Chamber sold spec building at loss

Plastics company bought building for $1M with promise of tax abatements

This May 8, 2014 screen capture shows a portion of a website page touting the Jefferson City Area Chamber of Commerce spec building which was sold on May, 18, 2017 and will become an Axium plastics manufacturing facility.
This May 8, 2014 screen capture shows a portion of a website page touting the Jefferson City Area Chamber of Commerce spec building which was sold on May, 18, 2017 and will become an Axium plastics manufacturing facility.

When the Jefferson City Area Chamber of Commerce sold its spec building May 18 to an Ohio plastics company, the group sold the building at a loss.

The chamber's last audit, dated May 19, shows the chamber sold the building and the land it sits on for exactly $1 million, or about $263,000 less than the group put into the building over the 10 years it sat vacant. According to documents from the Cole County Assessor's Office, the building had an assessed value of $1.038 million on Jan. 1; records from the Cole County Collector's Office stated the land at the site had an assessed value of $332,220.

In Missouri, commercial real estate is assessed at 32 percent of market value.

Randy Allen, Jefferson City Area Chamber of Commerce president, and Missy Bonnot, the Chamber of Commerce director of economic development, confirmed the building sold for $1 million on May 18.

Allen and Bonnot defended the decision to sell the building at a loss, saying 70 jobs will be created within three years, and 50 jobs will be created when an Ohio plastics company opens a factory in the building this October.

"The building was sold at a loss because that's exactly what it was built for," Allen said. "It was built to be an incentive."

Terms of deal were closed

Missouri is one of a handful of states where buyers and sellers are not required to disclose sales prices to government agencies. The News Tribune obtained the audit through Sunshine Law requests filed with Jefferson City over the past three weeks.

The News Tribune reported July 16 the chamber sold the building to New Albany, Ohio-based holding company PJP Holdings. Bonnot previously declined to name the sale price, deferring all questions about the sale price to Allen. Allen also refused to name the sale price, saying at the time he may release that information to the public when the company was ready to announce its plans.

As recently as Thursday, Allen declined comment and would not confirm the accuracy of the sale price to a News Tribune reporter, saying questions about the planned factory were leading to "misinformation."

Janet Weckenborg, chair of the chamber's Board of Directors Executive Committee, said at a chamber breakfast Thursday morning the chamber planned to make an announcement about the project "in the next 10 days."

"We did sell it to a private individual, and it is that private individual's desire to not talk about that," Weckenborg told about three dozen people at the breakfast.

Axium Plastics, which has links to PJP Holdings, plans to add a $400,000, two-phase renovation to the building. Building permits approved by the city June 16 show the first phase will install a 10-inch-high concrete floor and cost $182,000. During the second phase, a 75,000-square-foot warehouse will be added on to the building, blueprints obtained by the News Tribune show.

The final cost of the renovation will total at least $1.5 million, according to city officials and Allen.

AVAILABLE DATA:
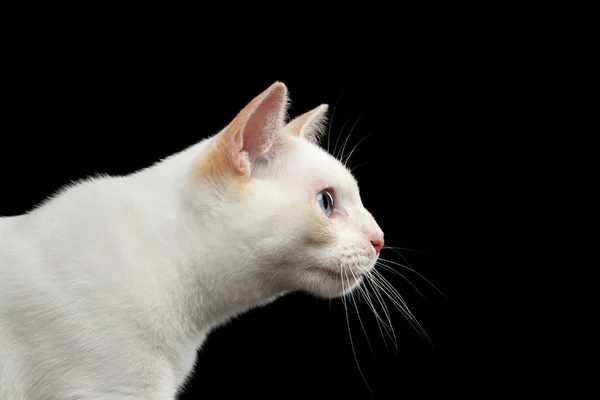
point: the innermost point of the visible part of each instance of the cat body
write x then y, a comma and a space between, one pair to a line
109, 288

TASKS TO CARRY OUT:
- 1) Please quote the spec building article, beginning at the words "The News Tribune reported" and stopping after "announce its plans.".
- 2) Answer these questions from the spec building article:
(a) For what price did the chamber sell the building and the land it sits on?
(b) On what date did the city approve the building permits?
(c) How many jobs will be created when the factory opens this October?
- 3) Summarize the spec building article in two sentences.
Rely only on the spec building article.

FINAL ANSWERS:
- 1)
The News Tribune reported July 16 the chamber sold the building to New Albany, Ohio-based holding company PJP Holdings. Bonnot previously declined to name the sale price, deferring all questions about the sale price to Allen. Allen also refused to name the sale price, saying at the time he may release that information to the public when the company was ready to announce its plans.

- 2)
(a) Exactly $1 million.
(b) June 16.
(c) 50 jobs.

- 3) The Jefferson City Area Chamber of Commerce sold its spec building and land on May 18 to an Ohio plastics company for $1 million, about $263,000 less than the chamber had put into the building over the 10 years it sat vacant. Chamber leaders defended the loss by citing the jobs the factory will create, and Axium Plastics plans a two-phase renovation that adds a concrete floor and a 75,000-square-foot warehouse.